**Required task 1:** Under the CallingID license agreement, on how many computers may the Licensee install the Software?

CallingID Software License Agreement

  1. GRANT OF LICENSE

    Subject to the terms and conditions of this AGREEMENT, CallingID hereby grants to Licensee a limited, personal, non-exclusive, non-sublicensable license (the "License") to install on ONE computer and use for its own personal use ONE copy of the Software.

    You may make and use an unlimited number of copies of any documentation, provided that such copies shall be used only for personal purposes and are not to be republished or distributed (either in hard copy or electronic form) beyond your premises.

  2. OWNERSHIP OF SOFTWARE

    This License does not convey to Licensee an interest in or to the Software, but only a limited right of use revocable in accordance with the terms of this License. THE SOFTWARE IS LICENSED, NOT SOLD. The Software is the property of CallingID, which reserves all rights not expressly granted in this AGREEMENT. CallingID or its suppliers own the title, copyright, and other intellectual property rights in the Software.

**Required task 2:** Lay out the listing below as a Markdown table with the columns "Row" and "Listing line," starting at the first line of the listing and ending at the line that contains "x=313 y=226". Leave out blank lines.

**The records:**

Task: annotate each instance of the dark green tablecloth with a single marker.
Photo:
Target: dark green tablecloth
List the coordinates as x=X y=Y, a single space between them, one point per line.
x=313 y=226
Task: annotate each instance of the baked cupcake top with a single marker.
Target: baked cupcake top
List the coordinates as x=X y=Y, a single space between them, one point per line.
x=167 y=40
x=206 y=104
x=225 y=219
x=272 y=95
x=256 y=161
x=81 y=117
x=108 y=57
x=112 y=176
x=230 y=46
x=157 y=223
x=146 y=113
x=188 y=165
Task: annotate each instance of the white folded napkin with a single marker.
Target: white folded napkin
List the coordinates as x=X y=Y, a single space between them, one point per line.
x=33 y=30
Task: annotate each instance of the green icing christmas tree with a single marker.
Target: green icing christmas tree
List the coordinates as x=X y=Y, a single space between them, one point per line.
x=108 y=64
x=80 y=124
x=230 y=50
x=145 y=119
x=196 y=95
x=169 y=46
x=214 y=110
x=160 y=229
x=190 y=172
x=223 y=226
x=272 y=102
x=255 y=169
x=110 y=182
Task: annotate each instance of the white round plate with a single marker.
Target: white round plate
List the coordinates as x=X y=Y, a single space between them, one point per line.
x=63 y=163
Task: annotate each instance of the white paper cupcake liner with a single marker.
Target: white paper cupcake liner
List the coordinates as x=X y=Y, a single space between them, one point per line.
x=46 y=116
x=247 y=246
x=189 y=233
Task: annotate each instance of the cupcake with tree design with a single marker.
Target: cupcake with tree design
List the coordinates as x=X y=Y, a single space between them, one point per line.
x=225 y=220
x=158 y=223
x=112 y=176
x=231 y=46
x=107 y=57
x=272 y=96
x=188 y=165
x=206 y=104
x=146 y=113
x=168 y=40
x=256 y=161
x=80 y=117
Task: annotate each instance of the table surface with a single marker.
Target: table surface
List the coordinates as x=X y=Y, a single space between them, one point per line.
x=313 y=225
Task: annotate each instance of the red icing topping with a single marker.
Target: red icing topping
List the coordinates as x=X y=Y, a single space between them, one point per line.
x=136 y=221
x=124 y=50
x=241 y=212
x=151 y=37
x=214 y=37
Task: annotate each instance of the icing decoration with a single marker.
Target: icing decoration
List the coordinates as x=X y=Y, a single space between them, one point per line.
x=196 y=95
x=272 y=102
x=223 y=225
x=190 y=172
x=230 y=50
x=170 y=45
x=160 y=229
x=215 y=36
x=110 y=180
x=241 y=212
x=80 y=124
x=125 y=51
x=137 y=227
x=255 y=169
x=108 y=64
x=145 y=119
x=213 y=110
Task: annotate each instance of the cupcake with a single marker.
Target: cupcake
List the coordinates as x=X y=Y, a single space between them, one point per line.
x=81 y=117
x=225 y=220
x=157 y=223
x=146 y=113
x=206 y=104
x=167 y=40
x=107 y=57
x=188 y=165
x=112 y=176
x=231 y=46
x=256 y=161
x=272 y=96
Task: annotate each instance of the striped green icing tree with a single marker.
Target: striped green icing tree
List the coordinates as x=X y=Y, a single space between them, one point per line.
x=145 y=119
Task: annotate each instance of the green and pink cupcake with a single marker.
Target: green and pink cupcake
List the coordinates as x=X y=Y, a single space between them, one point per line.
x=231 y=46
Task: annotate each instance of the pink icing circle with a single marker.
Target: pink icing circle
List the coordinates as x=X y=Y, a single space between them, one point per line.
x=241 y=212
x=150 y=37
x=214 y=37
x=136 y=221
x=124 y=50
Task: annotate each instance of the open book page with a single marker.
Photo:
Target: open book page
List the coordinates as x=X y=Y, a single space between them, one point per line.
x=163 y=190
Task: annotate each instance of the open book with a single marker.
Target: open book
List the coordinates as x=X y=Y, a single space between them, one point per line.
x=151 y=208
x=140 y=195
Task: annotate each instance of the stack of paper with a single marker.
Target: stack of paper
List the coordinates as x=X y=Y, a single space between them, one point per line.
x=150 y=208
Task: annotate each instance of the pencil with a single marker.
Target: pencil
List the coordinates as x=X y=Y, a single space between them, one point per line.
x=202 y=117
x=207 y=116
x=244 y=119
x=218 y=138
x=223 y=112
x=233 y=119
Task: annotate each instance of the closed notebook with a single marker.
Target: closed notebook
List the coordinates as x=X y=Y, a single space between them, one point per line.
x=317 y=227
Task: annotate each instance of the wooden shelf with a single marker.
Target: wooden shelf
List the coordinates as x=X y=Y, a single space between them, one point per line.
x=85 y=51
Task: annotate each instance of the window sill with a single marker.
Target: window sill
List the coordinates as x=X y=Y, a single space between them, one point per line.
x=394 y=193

**Task output 1:** One computer.

**Task output 2:**
| Row | Listing line |
|---|---|
| 1 | Task: annotate each instance of the dark green tablecloth with a single marker. |
| 2 | Photo: |
| 3 | Target: dark green tablecloth |
| 4 | List the coordinates as x=X y=Y, a single space between them, one point per line. |
| 5 | x=313 y=226 |